Investors are analyzing the sometimes counterintuitive behavior of stock markets. File photo: AFP / Romeo Gacad

Forced quarantine has bankrupted of hundreds of companies, and millions of people have lost their jobs. In terms of mental health, there has been a substantial increase in stress and anxiety. Loneliness, depression, harmful alcohol consumption, drug use and self-harm or suicidal behavior are also expected to rise. 

Border restrictions are slowly being eased around the world and people can finally leave their homes without the fear of being fined, but quarantine measures could be reimposed.

Croatia has already reimposed quarantine for visitors from its four Balkan neighbors, according to Euronews. The British Broadcasting Corporation reported that German authorities in the state of North Rhine-Westphalia have reimposed lockdowns. China locked down 40 neighborhoods of Beijing after a cluster of cases in June.

Nevertheless, this doesn’t mean that all industries will be equally affected. Some may benefit from a second lockdown as they did in the second quarter. Among them were data-storage services, online food ordering and delivery platforms, hardware and building supplies retailing, and e-commerce.

→ Check your understanding
a - Can you quote, word for word, the part of the quarantine article that opens with the words containing "Croatia has already" and closes with "retailing, and e-commerce."?
b - How would the quarantine article go on after its final sentence? Write the continuation.
The items below come from a different source than the quarantine article.

→ Source information
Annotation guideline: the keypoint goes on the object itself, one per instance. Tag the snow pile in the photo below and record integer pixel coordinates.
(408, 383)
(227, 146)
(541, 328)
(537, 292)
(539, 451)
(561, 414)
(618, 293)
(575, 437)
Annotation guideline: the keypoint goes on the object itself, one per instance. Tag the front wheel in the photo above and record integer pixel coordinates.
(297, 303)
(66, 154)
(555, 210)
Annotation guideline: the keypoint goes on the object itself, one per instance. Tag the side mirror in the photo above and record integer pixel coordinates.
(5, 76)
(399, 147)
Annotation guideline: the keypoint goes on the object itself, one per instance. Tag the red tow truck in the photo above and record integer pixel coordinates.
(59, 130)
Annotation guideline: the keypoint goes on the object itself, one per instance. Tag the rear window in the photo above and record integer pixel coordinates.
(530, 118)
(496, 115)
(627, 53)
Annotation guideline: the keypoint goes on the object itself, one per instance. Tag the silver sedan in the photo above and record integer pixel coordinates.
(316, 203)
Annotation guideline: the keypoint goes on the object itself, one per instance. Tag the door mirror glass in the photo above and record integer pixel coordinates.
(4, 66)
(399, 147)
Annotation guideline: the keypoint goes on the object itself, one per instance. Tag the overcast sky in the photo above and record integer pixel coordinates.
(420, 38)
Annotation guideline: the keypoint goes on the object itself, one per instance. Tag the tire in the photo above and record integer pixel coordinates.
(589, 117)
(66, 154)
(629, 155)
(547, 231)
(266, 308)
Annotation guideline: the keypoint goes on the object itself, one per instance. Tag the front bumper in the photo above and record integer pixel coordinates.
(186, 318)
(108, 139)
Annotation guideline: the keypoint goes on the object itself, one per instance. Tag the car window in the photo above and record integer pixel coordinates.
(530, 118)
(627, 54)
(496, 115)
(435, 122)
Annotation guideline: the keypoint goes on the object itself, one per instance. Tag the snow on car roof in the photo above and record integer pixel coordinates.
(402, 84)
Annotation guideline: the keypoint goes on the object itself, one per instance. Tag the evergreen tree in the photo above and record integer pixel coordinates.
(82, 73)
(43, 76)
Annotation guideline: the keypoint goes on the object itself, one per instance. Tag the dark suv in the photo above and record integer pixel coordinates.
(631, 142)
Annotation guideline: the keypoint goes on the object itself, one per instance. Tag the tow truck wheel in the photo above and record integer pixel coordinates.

→ Responses per task
a -
Croatia has already reimposed quarantine for visitors from its four Balkan neighbors, according to Euronews. The British Broadcasting Corporation reported that German authorities in the state of North Rhine-Westphalia have reimposed lockdowns. China locked down 40 neighborhoods of Beijing after a cluster of cases in June.

Nevertheless, this doesn’t mean that all industries will be equally affected. Some may benefit from a second lockdown as they did in the second quarter. Among them were data-storage services, online food ordering and delivery platforms, hardware and building supplies retailing, and e-commerce.

b -
For a comparison of productivity changes, see this chart:

There is one more segment that has experienced substantial growth during the Covid-19 crisis – the sustainable finance market. Companies in all sectors, from energy to materials to technology and beyond, have engaged in finance activities aimed at environmental, social or governance (ESG) benefits. 

Quarterly sustainable fund flows

Quarterly sustainable fund flows (USD bn)

Theoretically, because of the Covid-19 disruption, companies could have refused to fulfill sustainability commitments and related decarbonization activities. Nevertheless, companies continued to push sustainability activities despite the pandemic. In addition, three major MSCI ESG funds outperformed non-ESG equivalents in May 2020.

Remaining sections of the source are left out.